At 04:50 PM 10/6/2012, Jed Rothwell wrote:
CR39 is very hard to use. It is not for dummies or beginners. That's the take home lesson I learned after listening to 2 days of discussion on CR32 by experts.
CR39 is difficult to *interpret*. It's also a pain to etch. As normally used, CR39 is thick. As it is etched, deeper and deeper layers are shown. I think that a phase-contrast microscope is used, because CR39 is a clear plastic, one is essentially viewing pits on the surface. Focus is critical.
There is a reason people invented electronic particle detectors and stopped using the analog ones such as CR39. A lot of reasons, actually.
Actually, I think the solid state nuclear track materials like CR39 are more recent than electronic detectors like Geiger counters. But I'm not sure.
I am not saying the old techniques are inferior, but they are harder. To say they are inferior would be like saying that RTDs are better than mercury thermometers. That is true in some ways but not so true in other ways. It is complicated.
SSNTDs are accumulating detectors, so they can integrate radiation over a long period of time. You can detect, with CR-39, radiation that would be indistiguishable from noise with electronic detectors.
There are instructions for using CR-39 in the Galileo project protocol documents. http://newenergytimes.com/v2/projects/tgp/TGP0-V5.1b%20Package.zip
The Galileo Project report has some images and comments about interpreting CR-39. In addition to the replication attempts reported by Krivit, there was an Earthtech replication.

What you need to do
1. Rewrite the part of the post on CR39 detectors that opens with the words containing "Actually, I think" and closes with "It is complicated.", putting "scintillation counters" in place of "Geiger counters".
2. Carry on the post about CR39 detectors past its final sentence.

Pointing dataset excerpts

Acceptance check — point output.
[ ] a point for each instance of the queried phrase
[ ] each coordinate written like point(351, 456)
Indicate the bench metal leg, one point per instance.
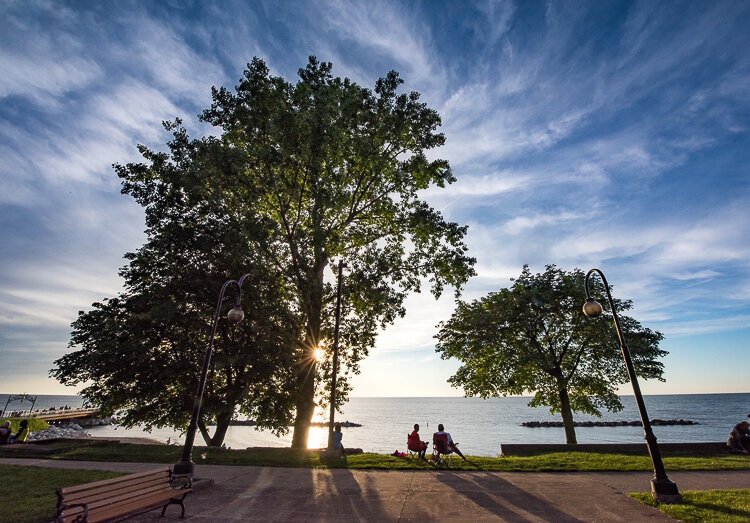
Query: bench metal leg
point(179, 502)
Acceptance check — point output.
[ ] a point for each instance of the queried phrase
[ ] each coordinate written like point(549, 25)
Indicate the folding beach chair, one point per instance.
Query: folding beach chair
point(441, 451)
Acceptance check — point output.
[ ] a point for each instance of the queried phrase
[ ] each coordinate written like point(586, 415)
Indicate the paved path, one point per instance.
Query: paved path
point(292, 494)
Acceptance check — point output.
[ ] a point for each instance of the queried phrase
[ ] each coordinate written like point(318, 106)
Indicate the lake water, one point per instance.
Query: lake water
point(480, 426)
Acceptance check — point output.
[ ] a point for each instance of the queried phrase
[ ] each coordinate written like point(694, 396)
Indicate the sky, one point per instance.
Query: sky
point(582, 134)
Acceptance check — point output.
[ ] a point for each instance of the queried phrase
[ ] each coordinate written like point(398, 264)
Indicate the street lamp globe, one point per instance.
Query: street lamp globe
point(235, 314)
point(592, 308)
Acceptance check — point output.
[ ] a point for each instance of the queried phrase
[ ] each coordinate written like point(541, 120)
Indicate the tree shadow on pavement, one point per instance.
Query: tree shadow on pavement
point(502, 498)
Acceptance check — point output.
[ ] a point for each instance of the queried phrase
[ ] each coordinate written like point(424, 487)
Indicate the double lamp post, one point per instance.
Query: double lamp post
point(235, 315)
point(663, 489)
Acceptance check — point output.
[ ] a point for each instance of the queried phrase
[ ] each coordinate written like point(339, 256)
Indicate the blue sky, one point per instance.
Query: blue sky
point(607, 134)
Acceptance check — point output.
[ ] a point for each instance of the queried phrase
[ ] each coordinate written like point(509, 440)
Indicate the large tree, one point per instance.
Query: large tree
point(139, 353)
point(338, 169)
point(534, 338)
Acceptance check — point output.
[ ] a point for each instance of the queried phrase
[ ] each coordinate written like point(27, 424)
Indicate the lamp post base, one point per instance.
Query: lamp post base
point(665, 490)
point(183, 468)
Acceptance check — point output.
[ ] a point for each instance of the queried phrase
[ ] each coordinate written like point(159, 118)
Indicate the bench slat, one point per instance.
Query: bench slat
point(104, 482)
point(119, 496)
point(110, 511)
point(117, 489)
point(107, 512)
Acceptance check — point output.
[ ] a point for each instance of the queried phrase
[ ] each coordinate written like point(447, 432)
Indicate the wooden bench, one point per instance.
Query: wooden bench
point(113, 498)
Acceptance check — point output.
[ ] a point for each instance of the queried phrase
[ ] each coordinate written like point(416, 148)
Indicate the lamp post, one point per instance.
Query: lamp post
point(235, 315)
point(335, 368)
point(663, 489)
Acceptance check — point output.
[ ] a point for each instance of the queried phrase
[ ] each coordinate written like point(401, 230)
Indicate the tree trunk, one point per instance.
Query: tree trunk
point(567, 415)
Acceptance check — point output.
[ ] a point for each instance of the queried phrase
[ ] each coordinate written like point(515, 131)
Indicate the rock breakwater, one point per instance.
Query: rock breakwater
point(635, 423)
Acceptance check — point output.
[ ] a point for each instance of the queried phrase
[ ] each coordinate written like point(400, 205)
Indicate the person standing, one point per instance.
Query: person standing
point(4, 432)
point(415, 443)
point(338, 437)
point(23, 433)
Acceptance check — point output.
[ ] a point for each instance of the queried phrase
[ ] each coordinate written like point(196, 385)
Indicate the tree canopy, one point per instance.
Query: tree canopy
point(534, 338)
point(139, 353)
point(337, 169)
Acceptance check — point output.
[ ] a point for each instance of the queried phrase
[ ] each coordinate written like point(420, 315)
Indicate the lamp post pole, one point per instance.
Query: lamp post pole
point(663, 489)
point(186, 466)
point(334, 370)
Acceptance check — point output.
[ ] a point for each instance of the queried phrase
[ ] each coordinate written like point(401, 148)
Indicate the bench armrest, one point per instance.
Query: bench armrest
point(181, 482)
point(79, 518)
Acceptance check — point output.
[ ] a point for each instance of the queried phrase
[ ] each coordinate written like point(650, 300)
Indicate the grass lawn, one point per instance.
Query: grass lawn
point(27, 494)
point(92, 450)
point(717, 506)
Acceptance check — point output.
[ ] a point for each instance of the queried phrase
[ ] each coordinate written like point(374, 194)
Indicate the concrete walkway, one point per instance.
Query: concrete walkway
point(293, 494)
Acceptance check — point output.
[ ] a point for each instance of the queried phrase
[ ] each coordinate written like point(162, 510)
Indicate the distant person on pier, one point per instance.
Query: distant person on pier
point(5, 432)
point(739, 438)
point(23, 433)
point(445, 436)
point(415, 443)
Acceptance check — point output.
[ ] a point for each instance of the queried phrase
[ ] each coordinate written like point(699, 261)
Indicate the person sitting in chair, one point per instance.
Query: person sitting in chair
point(415, 444)
point(739, 438)
point(452, 446)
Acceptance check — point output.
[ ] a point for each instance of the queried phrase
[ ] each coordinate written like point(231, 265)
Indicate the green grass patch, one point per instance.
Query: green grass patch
point(28, 493)
point(34, 424)
point(568, 461)
point(717, 506)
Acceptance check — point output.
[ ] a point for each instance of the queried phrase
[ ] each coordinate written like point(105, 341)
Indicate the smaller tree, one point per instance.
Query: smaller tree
point(534, 338)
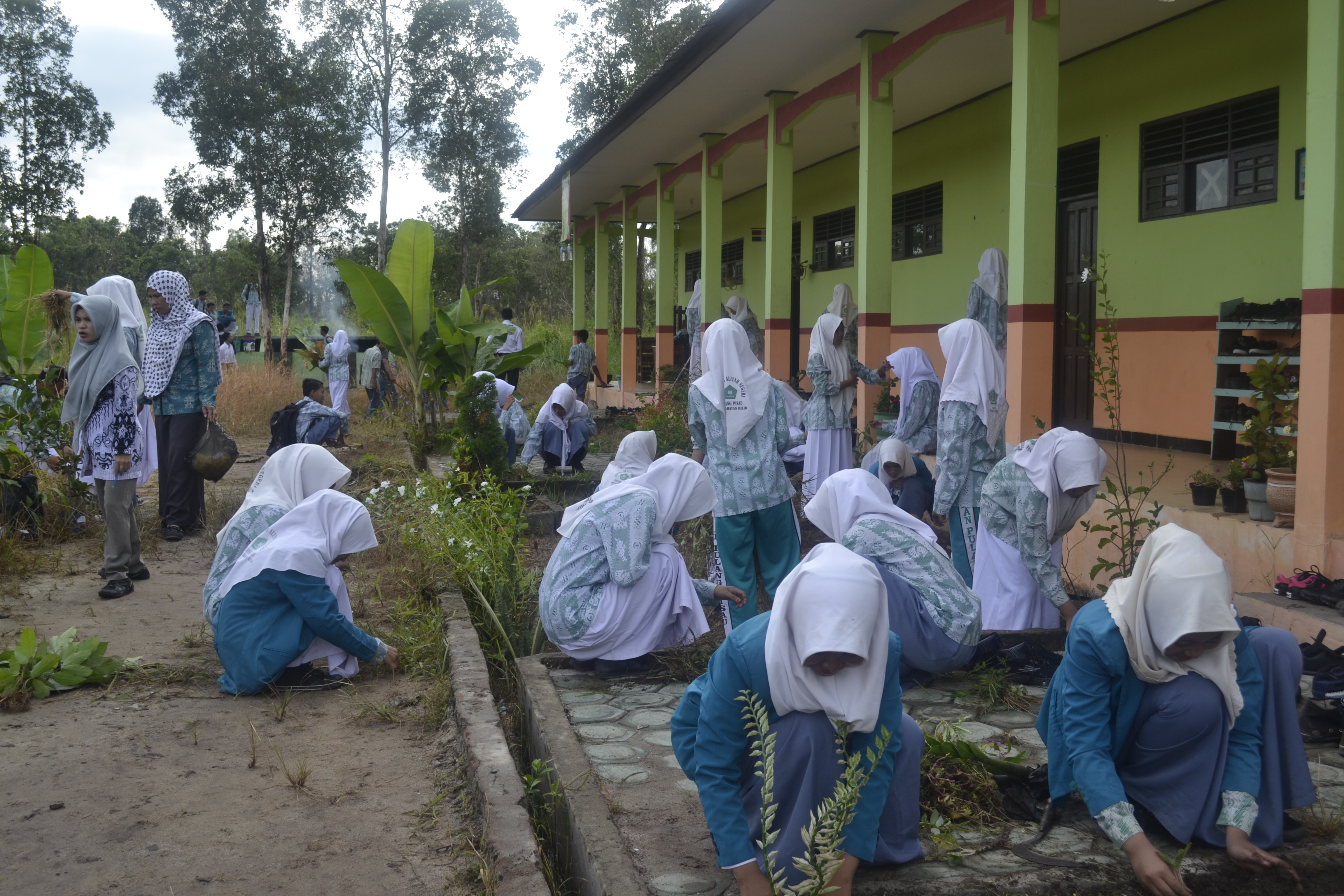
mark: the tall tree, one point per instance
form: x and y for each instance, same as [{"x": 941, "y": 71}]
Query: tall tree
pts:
[
  {"x": 235, "y": 80},
  {"x": 620, "y": 45},
  {"x": 467, "y": 80},
  {"x": 321, "y": 174},
  {"x": 372, "y": 36},
  {"x": 52, "y": 120}
]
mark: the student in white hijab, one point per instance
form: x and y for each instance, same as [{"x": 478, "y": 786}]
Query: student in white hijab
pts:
[
  {"x": 283, "y": 600},
  {"x": 988, "y": 300},
  {"x": 561, "y": 432},
  {"x": 834, "y": 374},
  {"x": 616, "y": 587},
  {"x": 917, "y": 424},
  {"x": 1167, "y": 711},
  {"x": 1030, "y": 503},
  {"x": 694, "y": 318},
  {"x": 928, "y": 604},
  {"x": 823, "y": 656},
  {"x": 843, "y": 307},
  {"x": 101, "y": 406},
  {"x": 634, "y": 457},
  {"x": 738, "y": 311},
  {"x": 972, "y": 412},
  {"x": 740, "y": 430},
  {"x": 286, "y": 480},
  {"x": 337, "y": 363}
]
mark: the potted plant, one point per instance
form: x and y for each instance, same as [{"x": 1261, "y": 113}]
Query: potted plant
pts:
[
  {"x": 1267, "y": 432},
  {"x": 1234, "y": 496},
  {"x": 1203, "y": 488}
]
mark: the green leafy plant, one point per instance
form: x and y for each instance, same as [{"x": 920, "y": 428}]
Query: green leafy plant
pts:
[
  {"x": 61, "y": 663},
  {"x": 1131, "y": 512},
  {"x": 1276, "y": 410}
]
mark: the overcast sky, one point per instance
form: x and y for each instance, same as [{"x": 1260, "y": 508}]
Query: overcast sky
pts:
[{"x": 123, "y": 45}]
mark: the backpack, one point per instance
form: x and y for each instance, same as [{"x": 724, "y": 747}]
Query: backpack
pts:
[{"x": 283, "y": 428}]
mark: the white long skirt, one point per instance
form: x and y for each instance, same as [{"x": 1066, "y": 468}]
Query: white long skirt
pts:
[
  {"x": 338, "y": 662},
  {"x": 658, "y": 612},
  {"x": 1010, "y": 598},
  {"x": 339, "y": 390},
  {"x": 828, "y": 452}
]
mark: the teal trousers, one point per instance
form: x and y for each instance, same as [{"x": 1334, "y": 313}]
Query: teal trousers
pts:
[{"x": 769, "y": 536}]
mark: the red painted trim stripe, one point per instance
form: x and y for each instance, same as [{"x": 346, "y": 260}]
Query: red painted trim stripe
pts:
[
  {"x": 845, "y": 84},
  {"x": 968, "y": 15},
  {"x": 1033, "y": 314},
  {"x": 1323, "y": 301}
]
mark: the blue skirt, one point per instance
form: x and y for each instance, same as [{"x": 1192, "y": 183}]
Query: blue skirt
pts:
[{"x": 1172, "y": 764}]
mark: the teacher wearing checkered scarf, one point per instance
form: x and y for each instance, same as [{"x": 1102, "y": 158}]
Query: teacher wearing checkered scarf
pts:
[{"x": 182, "y": 379}]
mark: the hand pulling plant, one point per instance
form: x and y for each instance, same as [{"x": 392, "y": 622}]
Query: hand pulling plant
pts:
[
  {"x": 61, "y": 663},
  {"x": 825, "y": 835},
  {"x": 1131, "y": 516}
]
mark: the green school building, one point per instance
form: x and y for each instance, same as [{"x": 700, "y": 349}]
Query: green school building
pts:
[{"x": 791, "y": 146}]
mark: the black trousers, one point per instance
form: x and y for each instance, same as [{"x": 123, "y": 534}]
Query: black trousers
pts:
[{"x": 182, "y": 491}]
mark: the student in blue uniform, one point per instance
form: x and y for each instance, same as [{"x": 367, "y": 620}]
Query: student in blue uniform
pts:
[{"x": 1166, "y": 711}]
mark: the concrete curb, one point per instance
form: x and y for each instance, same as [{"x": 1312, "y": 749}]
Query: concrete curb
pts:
[
  {"x": 499, "y": 790},
  {"x": 598, "y": 862}
]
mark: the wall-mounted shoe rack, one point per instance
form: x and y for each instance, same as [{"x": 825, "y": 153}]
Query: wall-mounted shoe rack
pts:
[{"x": 1228, "y": 366}]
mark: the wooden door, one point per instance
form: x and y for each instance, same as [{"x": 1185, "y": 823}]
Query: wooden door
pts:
[{"x": 1076, "y": 314}]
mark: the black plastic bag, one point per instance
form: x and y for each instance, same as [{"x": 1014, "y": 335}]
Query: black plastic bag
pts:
[{"x": 214, "y": 453}]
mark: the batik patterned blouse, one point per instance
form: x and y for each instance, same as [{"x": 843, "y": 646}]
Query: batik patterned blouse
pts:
[
  {"x": 920, "y": 428},
  {"x": 964, "y": 457},
  {"x": 113, "y": 429},
  {"x": 750, "y": 476},
  {"x": 925, "y": 567},
  {"x": 1015, "y": 512},
  {"x": 613, "y": 543},
  {"x": 819, "y": 416}
]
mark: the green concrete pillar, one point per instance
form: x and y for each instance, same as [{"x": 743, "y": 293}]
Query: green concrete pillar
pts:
[
  {"x": 873, "y": 218},
  {"x": 601, "y": 287},
  {"x": 779, "y": 237},
  {"x": 711, "y": 230},
  {"x": 1031, "y": 216}
]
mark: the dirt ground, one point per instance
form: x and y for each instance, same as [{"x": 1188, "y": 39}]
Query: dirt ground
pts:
[{"x": 160, "y": 784}]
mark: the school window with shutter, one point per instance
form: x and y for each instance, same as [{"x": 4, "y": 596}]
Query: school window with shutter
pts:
[
  {"x": 832, "y": 240},
  {"x": 1217, "y": 158},
  {"x": 917, "y": 222}
]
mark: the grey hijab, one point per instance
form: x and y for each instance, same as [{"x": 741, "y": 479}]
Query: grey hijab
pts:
[{"x": 94, "y": 365}]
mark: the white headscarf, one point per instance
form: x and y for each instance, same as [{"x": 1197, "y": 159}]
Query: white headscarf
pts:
[
  {"x": 836, "y": 359},
  {"x": 910, "y": 366},
  {"x": 123, "y": 292},
  {"x": 697, "y": 296},
  {"x": 634, "y": 457},
  {"x": 169, "y": 332},
  {"x": 738, "y": 309},
  {"x": 290, "y": 476},
  {"x": 854, "y": 496},
  {"x": 834, "y": 601},
  {"x": 307, "y": 539},
  {"x": 994, "y": 276},
  {"x": 843, "y": 307},
  {"x": 733, "y": 381},
  {"x": 680, "y": 487},
  {"x": 975, "y": 374},
  {"x": 1178, "y": 587},
  {"x": 1056, "y": 463},
  {"x": 565, "y": 397},
  {"x": 97, "y": 363}
]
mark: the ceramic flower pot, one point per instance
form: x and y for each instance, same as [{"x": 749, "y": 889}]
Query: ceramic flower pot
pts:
[
  {"x": 1203, "y": 495},
  {"x": 1256, "y": 503},
  {"x": 1281, "y": 495},
  {"x": 1234, "y": 502}
]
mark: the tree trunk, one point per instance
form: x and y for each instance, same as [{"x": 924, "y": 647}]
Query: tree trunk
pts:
[{"x": 284, "y": 318}]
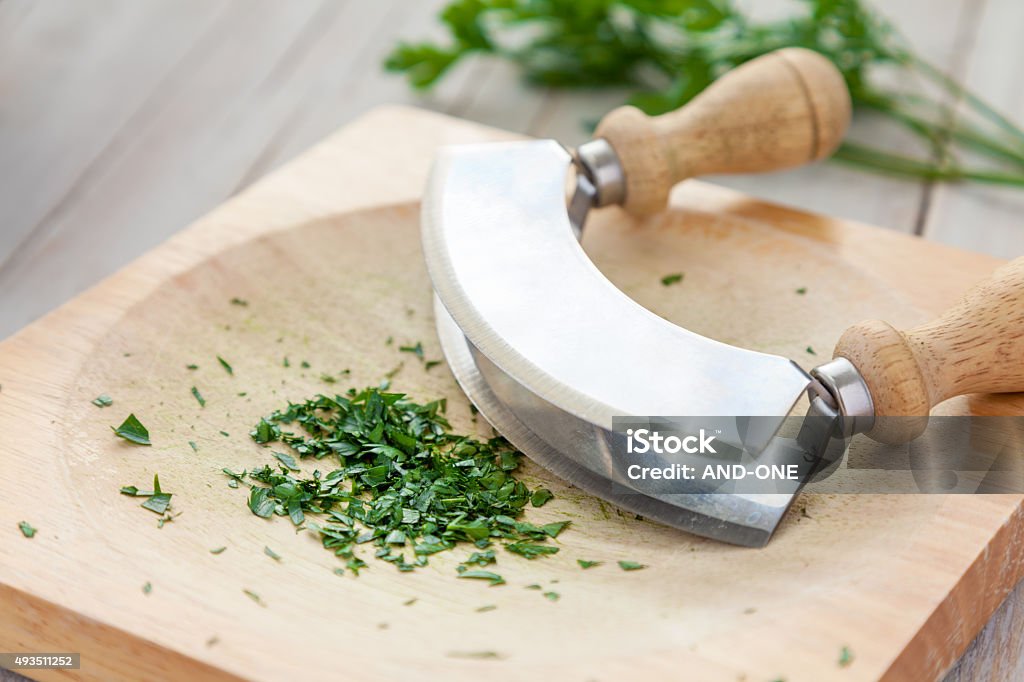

The replies
1.
Actually, I think the solid state nuclear track materials like CR39 are more recent than electronic detectors like scintillation counters. But I'm not sure.
I am not saying the old techniques are inferior, but they are harder. To say they are inferior would be like saying that RTDs are better than mercury thermometers. That is true in some ways but not so true in other ways. It is complicated.

2.
Some work with CR-39 that I've seen used thin layers. I looked to see if I could find such material, but then I found LR-115.
LR-115 is a more recently invented nuclear track detector material. It is cellulose nitrate, and suffers damage from ionizing radiation like CR-39, and is etched with sodium hydroxide like CR-39, except that a lower concentration, lower temperature, and less time are required. The material contains a red colorant. It comes coated on a 100 micron clear polyester base, and in 6 micron or 12 microns of detector thickness.
A track that penetrates the whole surface layer will then show up as clear against the red material.
I found it difficult to buy CR-39. I was able to buy LR-115 from Dosirad in France; I'm reselling the 6 micron material. For the kits, I cut it down to 1 x 1.5 cm pieces. I sell a 9 x 12 cm sheet for $30.
LR-115 has a different response to radiation than CR-39. Tracks at energies above about 4 MeV may not sufficiently ionize the material with LR-115, at least Pam Mosier-Boss indicated this in an email.
However, Am-241 sources from ionizing smoke detectors produce beautiful, clear tracks in CR-39.
Now, Axil asked about the detection of neutrons. Neutrons, of course, don't leave tracks in SSNTDs. However, passing through a material containing hydrogen (like the detector materials), neutrons will collide with and eject protons from their positions in the plastics. These protons leave tracks, and are used, then, to infer the presence of neutrons. Most of the tracks shown in the CR-39 images are rather obviously proton knock-on tracks.
SPAWAR, however, focused largely on rare triple-tracks, produced when a neutron impacts a carbon nucleus and breaks it into three alpha particles.
In the first experimental run with one of my kits, done by a high school student, there are no clear tracks that were produced. The material was placed such that *only* neutron-caused tracks would be likely. It is possible that proton knock-on tracks were not energetic enough to produce tracks all the way through the detector layer, and more work is needed to characterize and determine the best etching protocol. However, LR-115 is sold for neutron detection, and we did follow the standard etching procedure, so the most likely explanation of the results is that neutrons were not generated.
Nevertheless, it will be important to see some comparison results with LR-115 exposed to a known and calibrated neutron source.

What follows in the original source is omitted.